Reproduce everything in the data below, from the line containing "Category: national team crest on jersey" down to the end of the data. Leave the pictures out of your copy.

[Stored data entries]
========================================
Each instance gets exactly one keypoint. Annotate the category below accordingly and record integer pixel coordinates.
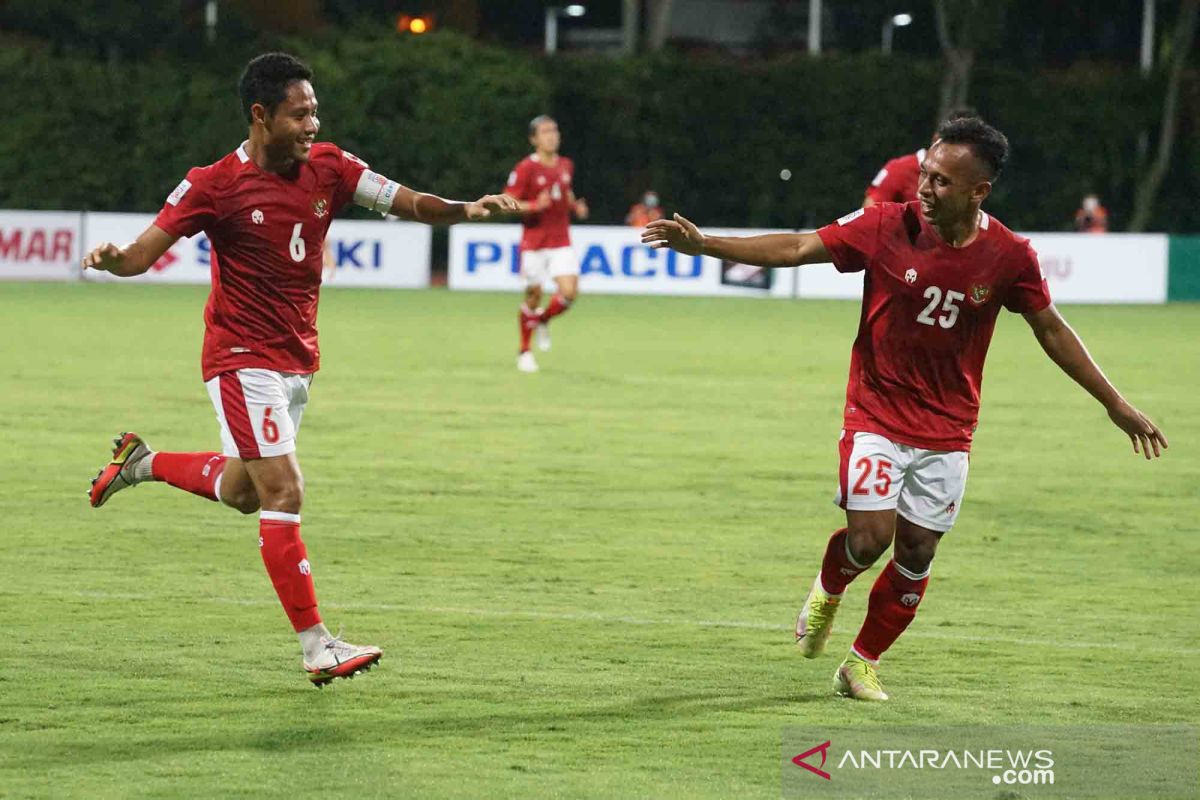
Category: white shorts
(924, 486)
(259, 410)
(540, 265)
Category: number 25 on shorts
(882, 476)
(270, 431)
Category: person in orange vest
(1092, 217)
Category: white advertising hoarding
(383, 254)
(612, 260)
(1079, 268)
(40, 245)
(1103, 268)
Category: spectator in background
(645, 212)
(1092, 217)
(897, 181)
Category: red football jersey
(268, 234)
(531, 178)
(897, 182)
(929, 311)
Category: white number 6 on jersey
(295, 246)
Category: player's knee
(286, 497)
(915, 552)
(244, 501)
(868, 542)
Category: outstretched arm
(769, 250)
(1066, 349)
(132, 259)
(433, 210)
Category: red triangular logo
(825, 752)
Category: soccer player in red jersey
(543, 185)
(937, 271)
(267, 208)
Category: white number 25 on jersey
(949, 308)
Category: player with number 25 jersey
(937, 270)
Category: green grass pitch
(585, 581)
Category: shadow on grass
(252, 732)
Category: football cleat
(526, 362)
(339, 659)
(118, 474)
(815, 623)
(858, 679)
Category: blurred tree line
(93, 130)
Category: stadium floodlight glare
(889, 25)
(552, 14)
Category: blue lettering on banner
(480, 253)
(594, 260)
(627, 260)
(346, 253)
(675, 269)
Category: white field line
(616, 619)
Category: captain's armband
(375, 192)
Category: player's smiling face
(293, 127)
(546, 138)
(953, 184)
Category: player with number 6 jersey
(937, 271)
(265, 208)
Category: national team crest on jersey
(979, 294)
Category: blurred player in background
(645, 211)
(267, 208)
(897, 180)
(937, 271)
(543, 185)
(1091, 217)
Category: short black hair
(987, 143)
(267, 78)
(538, 120)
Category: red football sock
(558, 305)
(287, 563)
(839, 569)
(894, 599)
(529, 322)
(196, 473)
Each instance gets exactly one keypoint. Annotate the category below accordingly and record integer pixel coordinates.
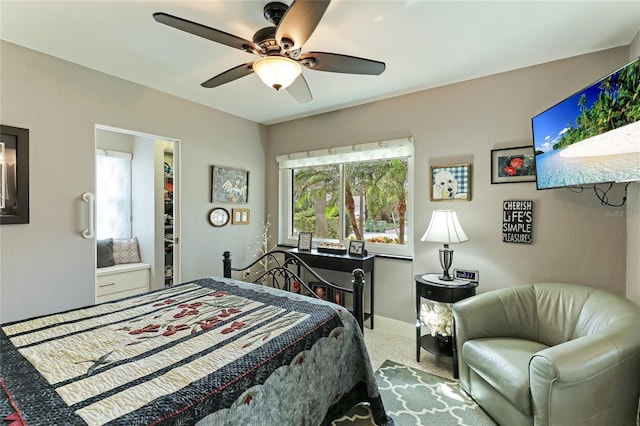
========================================
EXERCISE ANSWER:
Category: national team crest on jersey
(979, 294)
Category: blurred player in background
(645, 211)
(267, 208)
(897, 180)
(937, 271)
(543, 185)
(1091, 217)
Category: short black hair
(987, 143)
(267, 78)
(538, 120)
Category: red football sock
(558, 305)
(287, 563)
(839, 569)
(894, 599)
(529, 322)
(196, 473)
Each instance gets exactly one keypoint. Annotate the category below accordingly and record integer pixel coordinates.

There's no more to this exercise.